Labeled-object pointing entries:
-*-*-
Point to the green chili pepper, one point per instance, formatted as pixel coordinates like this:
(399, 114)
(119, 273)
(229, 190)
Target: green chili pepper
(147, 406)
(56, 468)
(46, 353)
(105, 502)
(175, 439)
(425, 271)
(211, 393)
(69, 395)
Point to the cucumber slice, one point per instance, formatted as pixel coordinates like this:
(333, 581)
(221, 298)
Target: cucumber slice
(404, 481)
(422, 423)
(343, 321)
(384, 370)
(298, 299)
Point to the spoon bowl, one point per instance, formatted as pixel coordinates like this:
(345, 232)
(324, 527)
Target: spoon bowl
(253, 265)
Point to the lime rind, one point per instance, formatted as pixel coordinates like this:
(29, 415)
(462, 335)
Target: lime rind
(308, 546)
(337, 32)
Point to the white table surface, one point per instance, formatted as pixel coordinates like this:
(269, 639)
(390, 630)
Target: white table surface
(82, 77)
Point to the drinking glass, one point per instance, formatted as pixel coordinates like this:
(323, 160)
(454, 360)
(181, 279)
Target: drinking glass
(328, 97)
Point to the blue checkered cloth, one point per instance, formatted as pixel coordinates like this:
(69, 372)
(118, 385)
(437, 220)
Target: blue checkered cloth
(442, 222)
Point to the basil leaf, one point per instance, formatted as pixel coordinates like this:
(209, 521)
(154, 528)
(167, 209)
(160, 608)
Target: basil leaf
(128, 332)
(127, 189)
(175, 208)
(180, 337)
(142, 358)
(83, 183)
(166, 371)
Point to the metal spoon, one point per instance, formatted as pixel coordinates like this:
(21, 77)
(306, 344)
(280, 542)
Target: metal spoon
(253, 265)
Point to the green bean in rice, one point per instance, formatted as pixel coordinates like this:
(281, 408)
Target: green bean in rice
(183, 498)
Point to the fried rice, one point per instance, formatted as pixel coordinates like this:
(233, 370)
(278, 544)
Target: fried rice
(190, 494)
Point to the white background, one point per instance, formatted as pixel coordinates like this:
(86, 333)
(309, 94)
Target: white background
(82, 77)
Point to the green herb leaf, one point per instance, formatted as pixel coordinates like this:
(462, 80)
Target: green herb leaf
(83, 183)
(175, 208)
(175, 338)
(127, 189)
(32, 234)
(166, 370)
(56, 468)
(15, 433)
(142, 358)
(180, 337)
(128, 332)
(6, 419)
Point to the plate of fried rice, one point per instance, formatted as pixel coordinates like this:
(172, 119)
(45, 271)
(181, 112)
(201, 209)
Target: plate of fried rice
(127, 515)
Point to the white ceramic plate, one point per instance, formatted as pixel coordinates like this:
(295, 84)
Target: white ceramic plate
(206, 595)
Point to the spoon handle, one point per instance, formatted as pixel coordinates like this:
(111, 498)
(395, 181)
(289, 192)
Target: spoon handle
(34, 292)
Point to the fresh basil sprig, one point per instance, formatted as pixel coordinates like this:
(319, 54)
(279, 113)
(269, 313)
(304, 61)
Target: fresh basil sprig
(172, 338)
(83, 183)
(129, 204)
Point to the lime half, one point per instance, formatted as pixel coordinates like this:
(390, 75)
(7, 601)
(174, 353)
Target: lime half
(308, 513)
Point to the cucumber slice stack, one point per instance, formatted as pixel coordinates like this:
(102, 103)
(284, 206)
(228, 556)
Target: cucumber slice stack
-*-*-
§ Task objective
Give again only the lines of the material above that run from the one with "Point to the plate" through the end, both included, exactly as they appear.

§ Right answer
Point to the plate of fried rice, one point per instance, formatted as pixel coordinates like this:
(172, 119)
(45, 271)
(181, 112)
(201, 209)
Target: plate of fried rice
(127, 515)
Point to the white ceramic plate, one point per instance, formatted as pixel coordinates like this:
(295, 84)
Target: white ceramic plate
(206, 595)
Point to the spoon handle, one point per instance, formatted as pixel coordinates like this:
(111, 498)
(395, 181)
(289, 192)
Target: spoon handle
(34, 292)
Point to the fresh basil sprig, one point per instance, formatted as pixel coordinates like this:
(319, 54)
(279, 113)
(269, 313)
(304, 61)
Target: fresh basil sprig
(172, 338)
(83, 183)
(129, 204)
Point to the lime half, one point per instance, formatted as pixel coordinates like this:
(390, 75)
(7, 601)
(174, 353)
Target: lime half
(308, 513)
Point to the cucumber slice stack, one point per instance, formatted as pixel coordinates like this:
(102, 103)
(284, 206)
(228, 556)
Target: cucumber slice stack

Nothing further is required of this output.